Write out all of the lines below, exactly and completely.

.....

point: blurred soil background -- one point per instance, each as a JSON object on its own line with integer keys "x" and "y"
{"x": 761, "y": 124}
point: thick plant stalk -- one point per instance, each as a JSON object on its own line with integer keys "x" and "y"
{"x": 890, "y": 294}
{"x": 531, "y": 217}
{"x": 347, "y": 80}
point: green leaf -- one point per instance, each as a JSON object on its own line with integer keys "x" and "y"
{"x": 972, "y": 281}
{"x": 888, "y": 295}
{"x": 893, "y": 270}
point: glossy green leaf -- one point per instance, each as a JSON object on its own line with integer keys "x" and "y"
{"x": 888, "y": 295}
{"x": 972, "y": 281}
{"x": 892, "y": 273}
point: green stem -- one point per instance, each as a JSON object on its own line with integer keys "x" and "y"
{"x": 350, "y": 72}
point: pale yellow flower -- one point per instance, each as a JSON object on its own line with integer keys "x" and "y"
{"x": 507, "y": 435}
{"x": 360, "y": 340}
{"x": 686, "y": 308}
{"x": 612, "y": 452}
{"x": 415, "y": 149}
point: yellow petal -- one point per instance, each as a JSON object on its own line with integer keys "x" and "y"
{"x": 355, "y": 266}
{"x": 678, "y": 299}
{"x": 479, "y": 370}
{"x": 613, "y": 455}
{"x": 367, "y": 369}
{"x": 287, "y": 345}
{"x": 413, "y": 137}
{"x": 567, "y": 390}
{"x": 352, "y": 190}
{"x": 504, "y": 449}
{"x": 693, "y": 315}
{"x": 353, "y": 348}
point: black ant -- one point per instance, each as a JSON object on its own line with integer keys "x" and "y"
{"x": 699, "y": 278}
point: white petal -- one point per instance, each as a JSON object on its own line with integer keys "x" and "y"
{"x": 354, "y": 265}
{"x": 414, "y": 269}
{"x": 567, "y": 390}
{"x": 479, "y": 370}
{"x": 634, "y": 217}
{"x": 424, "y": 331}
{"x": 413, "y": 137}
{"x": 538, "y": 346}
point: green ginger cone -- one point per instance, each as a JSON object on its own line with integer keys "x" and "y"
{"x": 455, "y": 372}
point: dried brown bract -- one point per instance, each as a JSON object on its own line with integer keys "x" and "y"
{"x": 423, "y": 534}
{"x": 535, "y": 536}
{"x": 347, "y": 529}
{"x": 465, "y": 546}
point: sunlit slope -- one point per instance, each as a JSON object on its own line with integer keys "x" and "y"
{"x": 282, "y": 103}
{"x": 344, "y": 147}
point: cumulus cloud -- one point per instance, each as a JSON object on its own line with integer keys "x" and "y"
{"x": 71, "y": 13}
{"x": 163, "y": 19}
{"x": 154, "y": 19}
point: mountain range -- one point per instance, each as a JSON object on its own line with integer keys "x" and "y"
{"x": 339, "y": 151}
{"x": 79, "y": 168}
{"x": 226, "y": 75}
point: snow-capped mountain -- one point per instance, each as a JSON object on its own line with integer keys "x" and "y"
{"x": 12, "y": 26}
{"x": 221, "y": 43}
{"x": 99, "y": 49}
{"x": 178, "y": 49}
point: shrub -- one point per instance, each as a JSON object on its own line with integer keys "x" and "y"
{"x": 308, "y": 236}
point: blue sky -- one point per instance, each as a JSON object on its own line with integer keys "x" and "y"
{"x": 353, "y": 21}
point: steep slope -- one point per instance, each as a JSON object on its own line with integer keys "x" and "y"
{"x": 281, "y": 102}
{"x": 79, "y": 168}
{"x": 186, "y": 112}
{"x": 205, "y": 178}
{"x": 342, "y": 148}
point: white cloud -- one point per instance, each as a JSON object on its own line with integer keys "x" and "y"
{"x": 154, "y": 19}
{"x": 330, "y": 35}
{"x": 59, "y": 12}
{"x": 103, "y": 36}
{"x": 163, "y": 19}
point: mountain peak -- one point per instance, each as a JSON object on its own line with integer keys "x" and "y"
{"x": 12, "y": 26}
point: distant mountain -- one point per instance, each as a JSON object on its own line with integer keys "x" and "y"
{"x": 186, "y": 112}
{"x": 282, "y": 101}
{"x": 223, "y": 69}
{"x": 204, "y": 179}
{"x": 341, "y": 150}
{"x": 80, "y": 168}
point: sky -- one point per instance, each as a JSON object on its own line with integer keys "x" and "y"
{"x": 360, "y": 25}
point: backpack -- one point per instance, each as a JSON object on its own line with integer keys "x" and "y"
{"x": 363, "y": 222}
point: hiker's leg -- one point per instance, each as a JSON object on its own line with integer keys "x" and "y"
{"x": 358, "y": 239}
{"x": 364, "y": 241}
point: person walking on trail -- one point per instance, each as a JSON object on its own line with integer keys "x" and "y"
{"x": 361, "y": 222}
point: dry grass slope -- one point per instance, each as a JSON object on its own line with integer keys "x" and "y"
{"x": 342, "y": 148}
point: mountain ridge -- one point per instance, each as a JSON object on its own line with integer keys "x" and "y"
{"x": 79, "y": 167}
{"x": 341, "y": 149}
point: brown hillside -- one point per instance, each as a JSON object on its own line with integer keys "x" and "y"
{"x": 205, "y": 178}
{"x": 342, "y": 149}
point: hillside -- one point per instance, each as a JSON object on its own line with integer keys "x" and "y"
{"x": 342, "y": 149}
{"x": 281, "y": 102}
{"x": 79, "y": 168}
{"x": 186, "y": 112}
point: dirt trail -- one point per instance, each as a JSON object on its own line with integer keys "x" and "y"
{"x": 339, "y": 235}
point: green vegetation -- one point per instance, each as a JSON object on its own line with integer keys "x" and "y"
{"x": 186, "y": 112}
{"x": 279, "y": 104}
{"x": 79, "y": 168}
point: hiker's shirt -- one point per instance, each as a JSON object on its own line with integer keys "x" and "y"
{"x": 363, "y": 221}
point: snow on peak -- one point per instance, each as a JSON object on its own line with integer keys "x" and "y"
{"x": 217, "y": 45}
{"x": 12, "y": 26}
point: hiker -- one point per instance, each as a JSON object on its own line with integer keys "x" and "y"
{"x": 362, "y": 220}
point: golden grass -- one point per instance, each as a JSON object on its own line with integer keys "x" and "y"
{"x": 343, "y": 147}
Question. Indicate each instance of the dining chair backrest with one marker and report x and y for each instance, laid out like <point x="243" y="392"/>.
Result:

.....

● Expected answer:
point: blurred soil background -- one point per instance, each as a JSON object on its own line with integer keys "x" and "y"
{"x": 761, "y": 124}
point: thick plant stalk -- one point per instance, each as a JSON object on its own line with integer keys "x" and "y"
{"x": 890, "y": 294}
{"x": 531, "y": 217}
{"x": 347, "y": 80}
point: green leaf -- one point per instance, each as a JSON object on its own line with integer keys "x" and "y"
{"x": 972, "y": 281}
{"x": 888, "y": 295}
{"x": 893, "y": 270}
point: glossy green leaf -- one point per instance, each as a JSON object on its own line with integer keys "x" and "y"
{"x": 888, "y": 295}
{"x": 972, "y": 281}
{"x": 892, "y": 273}
point: green stem -- one point per instance, each as a JSON object on its own line with integer keys "x" and "y"
{"x": 350, "y": 72}
point: pale yellow flower -- one point per instance, each as a JSON object on its own line with integer keys "x" and "y"
{"x": 507, "y": 435}
{"x": 360, "y": 340}
{"x": 686, "y": 308}
{"x": 612, "y": 452}
{"x": 415, "y": 149}
point: yellow petal -- one point per instance, each as a JSON object on its own line with integer keys "x" and "y"
{"x": 355, "y": 266}
{"x": 678, "y": 299}
{"x": 479, "y": 370}
{"x": 613, "y": 455}
{"x": 367, "y": 369}
{"x": 287, "y": 345}
{"x": 413, "y": 137}
{"x": 567, "y": 390}
{"x": 352, "y": 190}
{"x": 504, "y": 449}
{"x": 693, "y": 315}
{"x": 353, "y": 348}
point: black ant -- one point per instance, each as a JSON object on its own line with integer keys "x" and "y"
{"x": 699, "y": 278}
point: white petal -- one point per instance, each as a JSON object on its own line with integer keys "x" and "y"
{"x": 354, "y": 265}
{"x": 414, "y": 269}
{"x": 567, "y": 390}
{"x": 479, "y": 370}
{"x": 634, "y": 217}
{"x": 424, "y": 331}
{"x": 413, "y": 137}
{"x": 538, "y": 346}
point: green ginger cone -- one point per instance, each as a JSON object on its own line with integer keys "x" and "y"
{"x": 455, "y": 372}
point: dried brown bract -- one point per instance, each as a JSON object on its own line with integer keys "x" and "y"
{"x": 423, "y": 534}
{"x": 535, "y": 536}
{"x": 347, "y": 529}
{"x": 465, "y": 546}
point: sunlit slope -- one point per instance, each as a JSON object on its own line with integer keys "x" and "y"
{"x": 282, "y": 103}
{"x": 344, "y": 147}
point: cumulus cloud -- one point per instance, each as a JSON object on its own line with integer keys "x" and "y"
{"x": 71, "y": 13}
{"x": 163, "y": 19}
{"x": 154, "y": 19}
point: mountain range -- one point per instance, each as a JSON object on its own line with integer keys "x" and "y"
{"x": 339, "y": 151}
{"x": 79, "y": 168}
{"x": 226, "y": 75}
point: snow-capped mountain -- one point per instance, each as a JSON object on its own line with integer keys "x" and "y"
{"x": 12, "y": 26}
{"x": 221, "y": 43}
{"x": 99, "y": 49}
{"x": 178, "y": 49}
point: shrub -- one point per instance, each as a JSON object on its own line with integer keys "x" and "y"
{"x": 308, "y": 236}
point: blue sky -- one point per instance, each as a JSON object on its own line with integer keys "x" and "y"
{"x": 353, "y": 21}
point: steep slope -- one point per instance, each as a JSON object on its own line with integer keys "x" and "y"
{"x": 281, "y": 102}
{"x": 79, "y": 168}
{"x": 186, "y": 112}
{"x": 205, "y": 178}
{"x": 342, "y": 148}
point: white cloud -- one point per instance, each as a JSON object on its own line with integer keys "x" and "y"
{"x": 154, "y": 19}
{"x": 330, "y": 35}
{"x": 59, "y": 12}
{"x": 103, "y": 36}
{"x": 163, "y": 19}
point: mountain peak -- one point per instance, each as a JSON object on its own line with integer keys "x" and "y"
{"x": 12, "y": 26}
point: distant mountain -- one point per instance, each as a JSON object on its own line with integer keys "x" and "y"
{"x": 186, "y": 112}
{"x": 282, "y": 101}
{"x": 223, "y": 69}
{"x": 204, "y": 179}
{"x": 341, "y": 150}
{"x": 80, "y": 168}
point: sky -- one point per instance, each as a JSON object on its own line with integer keys "x" and "y"
{"x": 360, "y": 25}
point: backpack -- one point per instance, each as a JSON object on its own line with integer keys "x" and "y"
{"x": 363, "y": 222}
point: hiker's leg -- one point per instance, each as a JSON object on its own line with integer keys "x" and "y"
{"x": 358, "y": 239}
{"x": 364, "y": 241}
point: person walking on trail -- one point per instance, each as a JSON object on its own line with integer keys "x" and "y"
{"x": 361, "y": 222}
point: dry grass slope -- one point per instance, each as a JSON object on its own line with integer keys "x" and "y"
{"x": 342, "y": 148}
point: mountain ridge -- one point per instance, each as a JSON object on its own line with integer keys "x" and "y"
{"x": 79, "y": 167}
{"x": 341, "y": 149}
point: brown hillside -- one point per instance, each as a JSON object on its own line with integer keys "x" and "y"
{"x": 205, "y": 178}
{"x": 342, "y": 149}
point: hillside -- one point per instance, each as a JSON object on its own line with integer keys "x" and "y"
{"x": 342, "y": 149}
{"x": 281, "y": 102}
{"x": 79, "y": 168}
{"x": 186, "y": 112}
point: dirt trail -- one point per instance, each as a JSON object on its own line with integer keys "x" and "y"
{"x": 339, "y": 235}
point: green vegetation -- one point per instance, each as a JSON object on its own line with integer keys "x" and "y"
{"x": 186, "y": 112}
{"x": 279, "y": 104}
{"x": 79, "y": 168}
point: hiker's shirt -- one point per instance, each as a JSON object on its own line with integer keys "x" and "y"
{"x": 363, "y": 221}
point: snow on peak -- one point per instance, each as a JSON object on its own line with integer keys "x" and "y"
{"x": 217, "y": 45}
{"x": 12, "y": 26}
point: hiker -- one point per instance, each as a JSON object on its own line with integer keys "x" and "y"
{"x": 362, "y": 220}
point: golden grass -- one point per instance, each as a JSON object on its own line with integer keys "x" and "y"
{"x": 343, "y": 147}
Question. Indicate each instance of the dining chair backrest with one marker and report x and y for each instance, laid out like <point x="243" y="392"/>.
Result:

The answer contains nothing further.